● **Вопросы для ответа**:
- 1) Ответьте на вопросы по отрывку о лавке отца:
(a) На каком этаже дома находилась лавка отца?
(b) Сколько метров, по словам отца, нужно пройти мимо лавки?
(c) Кем рассказчик стал за те семь лет?
- 2) Перепишите из отрывка о лавке отца всё от слов «Я никогда с» вниз до слов «мне свое мнение.».
- 3) Продолжите отрывок о лавке отца, начав сразу после его последней фразы.

● **Отрывок для чтения**:
"""
Я никогда с ними не советовался, и даже если они и учили меня чему-то, я никогда их не слушал. Я говорил: «Это оскорбительно. Неужели вы считаете, что я сам не справлюсь? Я понимаю, что нет ничего плохого в том, что вы хотите меня чему-то научить, за это я вам благодарен, но вы не понимаете одного: я могу это сделать сам. Дайте мне возможность себя проявить. Просто не мешайте».
В те семь лет я стал настоящим индивидуалистом. Никто не мог навязать мне свое мнение.
Лавка моего отца находилась на первом этаже дома, в котором мы жили. В Индии так всегда: дом и магазин располагаются в одном месте, чтобы легче было управлять. По дороге домой я проходил лавку, закрыв глаза.
Отец как-то сказал:
– Странный ты какой-то. Все время проходишь лавку, зажмурившись. Здесь идти-то нечего, метра четыре от силы. Это что, ритуал какой-то особый?
– Что-то в этом роде, – ответил я. – Не хочу, чтобы эта лавка погубила меня так же, как тебя. Вот я и закрываю глаза. Мне вообще все равно, что здесь происходит, абсолютно неинтересно!
"""
● **Исходные данные**:
"""
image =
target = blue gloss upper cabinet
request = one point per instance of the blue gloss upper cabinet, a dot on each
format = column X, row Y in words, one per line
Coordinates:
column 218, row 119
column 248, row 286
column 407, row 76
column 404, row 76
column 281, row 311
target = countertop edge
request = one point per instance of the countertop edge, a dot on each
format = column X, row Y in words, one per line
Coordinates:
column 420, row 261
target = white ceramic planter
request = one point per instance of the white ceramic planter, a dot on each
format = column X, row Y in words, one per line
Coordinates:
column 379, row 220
"""
● **Ответы на задания**:
- 1)
(a) На первом этаже дома, в котором они жили.
(b) Метра четыре от силы.
(c) Настоящим индивидуалистом.

- 2)
Я никогда с ними не советовался, и даже если они и учили меня чему-то, я никогда их не слушал. Я говорил: «Это оскорбительно. Неужели вы считаете, что я сам не справлюсь? Я понимаю, что нет ничего плохого в том, что вы хотите меня чему-то научить, за это я вам благодарен, но вы не понимаете одного: я могу это сделать сам. Дайте мне возможность себя проявить. Просто не мешайте».
В те семь лет я стал настоящим индивидуалистом. Никто не мог навязать мне свое мнение.

- 3)
Надо сказать, что это была одна из лучших суконных лавок в городе. Там продавались самые красивые ткани. Но я никогда не смотрел по сторонам. Просто зажмуривался и шел дальше.
– Но тебе не обязательно закрывать глаза, здесь нет ничего плохого, – возразил отец.
– Кто его знает, – ответил я. – Все это отвлекает, а я не хочу отвлекаться.
Я был старшим сыном, и отец, естественно, хотел, чтобы я ему помогал. Он мечтал о том, что я выучусь, вернусь обратно и возьму управление лавкой на себя. Сам он справлялся неплохо. Постепенно лавка становилась все больше и больше.
– Кому я все это оставлю, как не тебе? Я уже не молод. Что же, мне вечно стоять за прилавком? – порой говорил он.
А я отвечал:
– Нет, я не стану управляющим. Ты ведь можешь передать дела кому-нибудь другому. У меня есть младшие братья. Они уже давно положили глаз на твой магазин, вот только боятся, что ты все оставишь мне. Я уже говорил им, что меня опасаться не нужно. Я им не конкурент. Отдай лавку им.
Но в Индии традиционно наследником становится старший сын. Мой отец сам был старшим, поэтому магазин достался ему. И все, чем он владел, должно было перейти ко мне. Естественно, он беспокоился. Как только он ни пытался меня уговаривать! Но у него ничего не вышло.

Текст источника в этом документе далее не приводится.